* Records for processing *
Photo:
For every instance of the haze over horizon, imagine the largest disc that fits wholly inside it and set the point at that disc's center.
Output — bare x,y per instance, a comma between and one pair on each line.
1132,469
...
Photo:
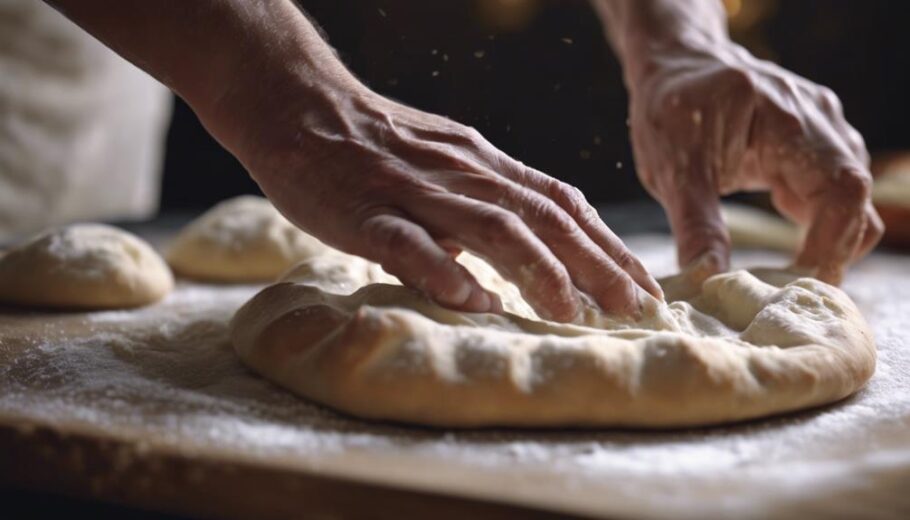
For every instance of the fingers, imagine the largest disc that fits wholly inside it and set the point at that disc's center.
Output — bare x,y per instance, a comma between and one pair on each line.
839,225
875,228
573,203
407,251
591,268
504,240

* Exercise objective *
Please find each line in the data above that contains the string "instance" and copy those lines out in full. Matching is case-sensitive.

* Written response *
For every instance of the haze over horizon, imagine the largest disc that fits wholly inside it and set the point at that disc's center.
Output — bare x,y per instance, a comma between and one pair on each line.
For every instance of the fingers, imagine the largest disc that fits wholly inside it and set the point at that disc's center.
Output — bare x,y per instance, a comma between and one pair on each line.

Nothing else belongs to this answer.